# Interesting Capital Gains Tax question....



## familyman (Apr 6, 2015)

Ok folks, so here is one for the more knowledgeable. If someone is not currently working, but makes 1 million dollars in the stock market in a non-registered account and wants to withdraw it in a year that he is not working, does he still pay capital gains tax? 

I know you don't get taxed on 50% and the other 50% is taxed based on your highest tax bracket, BUT, if he isn't working, his tax bracket is zero, and therefore his capital gains tax would be zero. Is this correct or am I missing something?


----------



## houska (Feb 6, 2010)

You are indeed missing something. The tax bracket is determined by *total* taxable income, not *employment* income. So in your hypothetical scenario, Mr. Lucky realizes a $1M taxable gain, which gets included in his taxable income at the (current) 50% inclusion rate. Absent other income, his taxable income is therefore $500k, putting him solidly in the highest tax bracket.


----------



## Just a Guy (Mar 27, 2012)

If he were married, and his wife also didn't work, there may also be a way to income split the gains, meaning both of you each are taxed on $250k of income, not sure if that saves much more, but it could.


----------



## AltaRed (Jun 8, 2009)

Just a Guy said:


> If he were married, and his wife also didn't work, there may also be a way to income split the gains, meaning both of you each are taxed on $250k of income, not sure if that saves much more, but it could.


Not unless the spouse owned 50% of the assets to begin with (on which the gain was based). Attribution of income is proportional to ownership of the underlying assets.
════════
Exercise set »
1 - Copy the capital gains tax thread word for word, from "I know you don't" up to and including "(Feb 6, 2010)".
2 - In the capital gains tax thread, what does houska say determines the tax bracket?
3 - Go on with the capital gains tax thread from its last post.

Record excerpts »
════════
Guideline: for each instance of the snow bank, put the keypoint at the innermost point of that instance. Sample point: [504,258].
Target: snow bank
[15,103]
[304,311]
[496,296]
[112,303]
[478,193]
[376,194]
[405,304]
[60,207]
════════
Answers by item »
1 -
I know you don't get taxed on 50% and the other 50% is taxed based on your highest tax bracket, BUT, if he isn't working, his tax bracket is zero, and therefore his capital gains tax would be zero. Is this correct or am I missing something?


----------



## houska (Feb 6, 2010)

2 - Total taxable income, not employment income.

3 -
----------



## sags (May 15, 2010)

The word is the next budget may reduce non taxable capital gains to less than 50%, but may provide a life time capital gains exemption amount. We shall see..........


----------



## AltaRed (Jun 8, 2009)

sags said:


> The word is the next budget may reduce non taxable capital gains to less than 50%, but may provide a life time capital gains exemption amount. We shall see..........


I think you mean... to raise the inclusion rate to higher than 50% to make effective cap gains tax rate higher than it currently is. An easy way for the Libs to make the 'rich' pay more. 

I think if that happens, they will grandfather unrealized gains to date just like they did on Feb 22, 1994....with maybe a cap, but perhaps not. Not imposing a cap on that reduces the howling.


----------



## familyman (Apr 6, 2015)

houska said:


> You are indeed missing something. The tax bracket is determined by *total* taxable income, not *employment* income. So in your hypothetical scenario, Mr. Lucky realizes a $1M taxable gain, which gets included in his taxable income at the (current) 50% inclusion rate. Absent other income, his taxable income is therefore $500k, putting him solidly in the highest tax bracket.


Ok so according to this updated website, could you please tell me how much that would be? 33%? or more?
http://www.taxtips.ca/taxrates/canada.htm


----------



## bgc_fan (Apr 5, 2009)

familyman said:


> Ok so according to this updated website, could you please tell me how much that would be? 33%? or more?
> http://www.taxtips.ca/taxrates/canada.htm


Why not just use the linked tax calculator from that website? 

It gives the calculation as $143,296 for 2017 federal taxes.

The fact of the matter is that we have federal tax rate brackets. So on the first $45916 of eligible income, you are paying 15% (total of $6887.40), for the next bracket, you are paying 20.5% (total of $9412.57) and so on. It is only with the remaining eligible income at the highest tax bracket that you pay 33% (i.e. $500000 - $202800 - personal exemption). So roughly $280k is being taxed at 33%.

Does that clarify things? 

I am curious about your phrasing of "makes 1 million dollars in the stock market in a non-registered account and wants to withdraw it in a year that he is not working". I am assuming that he is liquidating his assets and he assumes that he has $1M in capital gains, and NOT his stock portfolio is worth $1M? Those are slightly different things.


----------



## Davis (Nov 11, 2014)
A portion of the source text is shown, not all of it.